Excerpted text Start Marker

Background: Nurses are exposed to stress when working in the mental health care environment. This may be because of nurses being frontline health care providers. They develop close interpersonal relationships with mental health care users (MHCUs), which is inherent in the type of care that is provided. Mental health nursing may therefore be demanding and stressful, which could render mental health nurses susceptible to burnout.

Objectives: To determine the prevalence of burnout among nurses working at a selected psychiatric hospital in the Western Cape.

Methods: A quantitative, descriptive, survey design, by using simple random sampling was used to select 198 nurses employed at a psychiatric hospital in the Western Cape, South Africa. Maslach Burnout Inventory-Human Services Survey measuring emotional exhaustion, depersonalisation and personal accomplishment was used to collect the data. Domain scores were calculated, and the influence of the demographic variables on the domains was tested with independent samples Kruskal–Wallis tests and Mann–Whitney U tests.

Excerpted text End Marker
Supplied material Start Marker

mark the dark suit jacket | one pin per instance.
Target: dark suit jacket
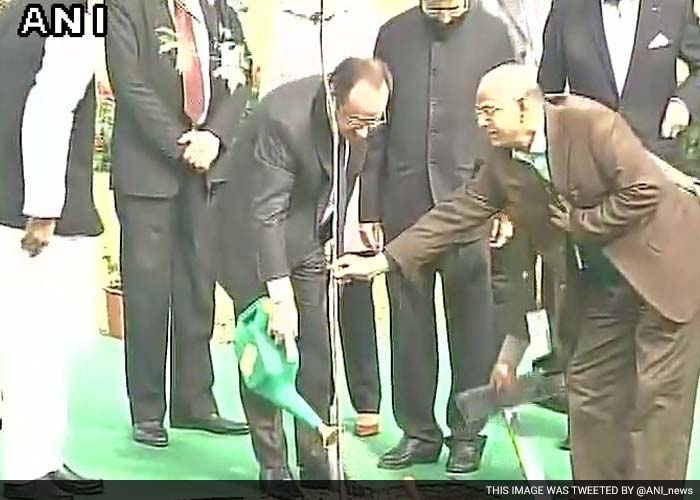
(431, 142)
(575, 49)
(268, 214)
(150, 114)
(621, 199)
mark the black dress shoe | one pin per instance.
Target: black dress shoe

Supplied material End Marker

» Required work:
[A] Rewrite the stretch of the nurse burnout abstract from "Objectives: To determine" through "Mann–Whitney U tests.", swapping in "mental health facility" wherever "psychiatric hospital" appears.
[B] In one to three sentences, explain why the nurse burnout abstract says mental health nurses could be susceptible to burnout.
[C] Please carry on the nurse burnout abstract from the point where it stops.

» Outputs by task:
[A]
Objectives: To determine the prevalence of burnout among nurses working at a selected mental health facility in the Western Cape.

Methods: A quantitative, descriptive, survey design, by using simple random sampling was used to select 198 nurses employed at a mental health facility in the Western Cape, South Africa. Maslach Burnout Inventory-Human Services Survey measuring emotional exhaustion, depersonalisation and personal accomplishment was used to collect the data. Domain scores were calculated, and the influence of the demographic variables on the domains was tested with independent samples Kruskal–Wallis tests and Mann–Whitney U tests.

[B] Mental health nursing may be demanding and stressful, and that could make these nurses susceptible to burnout. The stress may come from nurses being frontline health care providers. It may also come from the close interpersonal relationships they develop with mental health care users, which are inherent in the type of care provided.

[C]
Results: The study had a 100% response rate. Most of the respondents experienced low emotional exhaustion, low depersonalisation and high personal accomplishment. Enrolled nursing assistants reported significantly higher emotional exhaustion than did the advanced psychiatric nurses and professional registered nurses. Respondents with more than 5 years of experience scored significantly higher in depersonalisation. No respondents met the criteria for burnout on all three domains.

Conclusion: Maintaining a safe working environment with adequate nursing staff is recommended. Strategies to prevent burnout in the future include the provision of resources and the promotion of open communication between staff and management.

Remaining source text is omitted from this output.